- **REQUIRED ACTION**:
Go over the data and copy out each line with "point" in it.

- **RECORDS**:
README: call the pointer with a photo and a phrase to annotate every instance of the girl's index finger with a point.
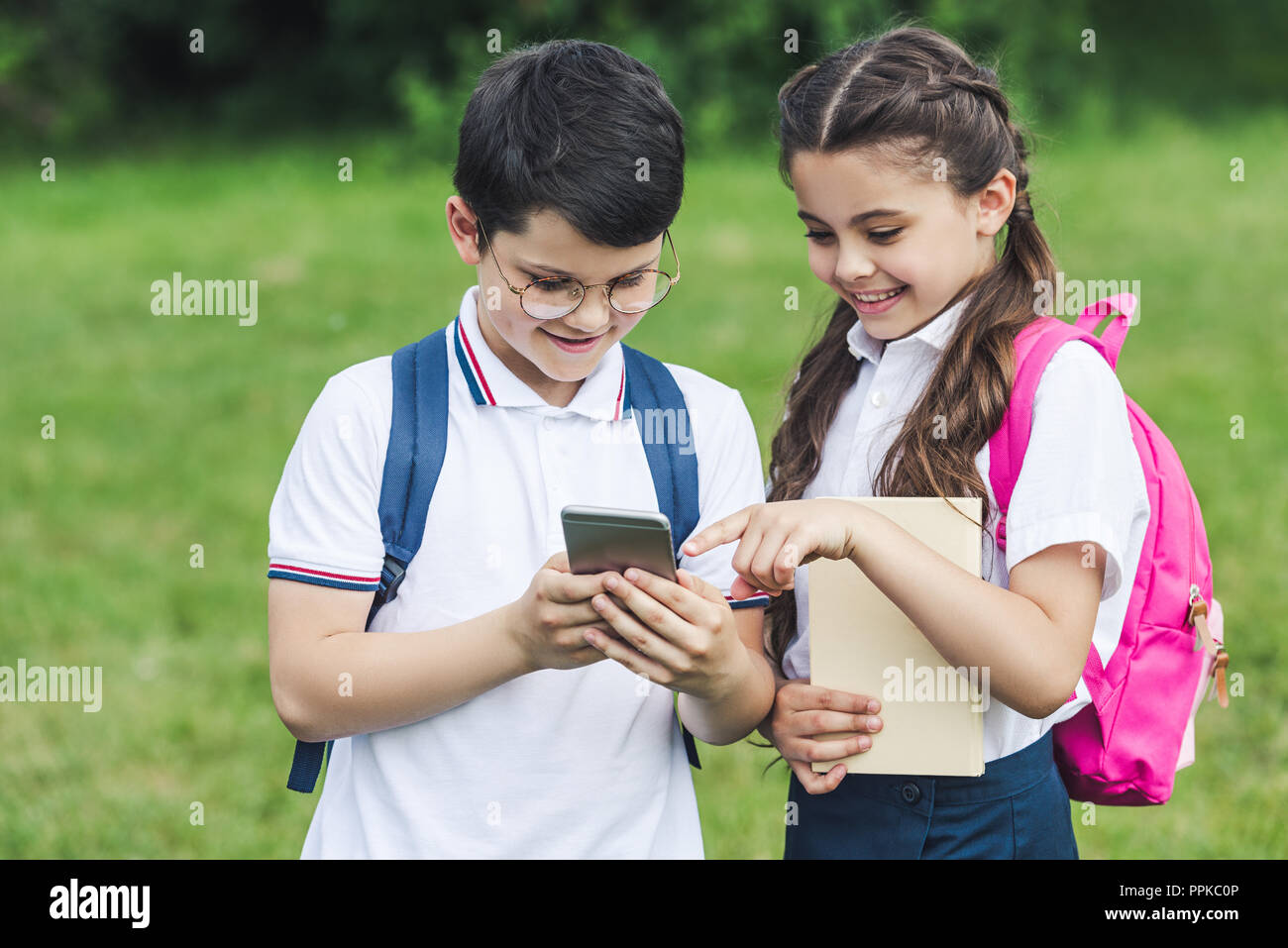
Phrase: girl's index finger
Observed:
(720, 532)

* * *

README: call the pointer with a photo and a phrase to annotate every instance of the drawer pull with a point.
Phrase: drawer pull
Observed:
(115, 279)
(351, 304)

- **RESPONSE**:
README: call the pointer with a photo and a phrase to annotate every instance of the girl's index finger with a point.
README: call the pointer with a photo and a phrase to annotate every instance of the drawer pull with a point.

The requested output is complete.